■ **SHORT PROBLEM**: Write out each of the following records word for word, keeping every line as it stands but leaving out the pictures.

□ □ □

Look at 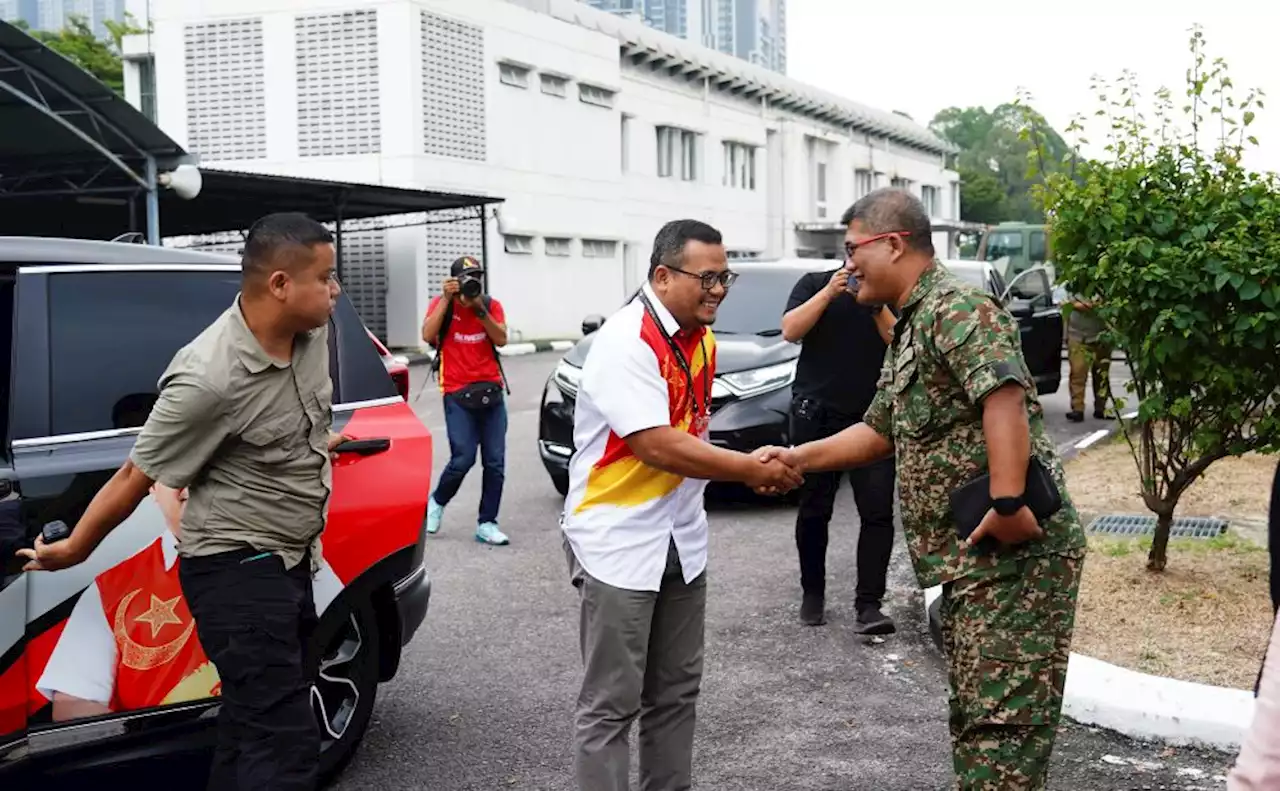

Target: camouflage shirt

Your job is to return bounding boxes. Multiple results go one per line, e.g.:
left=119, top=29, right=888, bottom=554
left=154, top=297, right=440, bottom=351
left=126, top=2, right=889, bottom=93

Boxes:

□ □ □

■ **CORRECT RESPONSE**:
Look at 

Target: camouflage shirt

Your job is to return bounding boxes. Multiple results go one per line, e.g.:
left=119, top=29, right=888, bottom=554
left=154, top=297, right=440, bottom=351
left=126, top=2, right=889, bottom=93

Boxes:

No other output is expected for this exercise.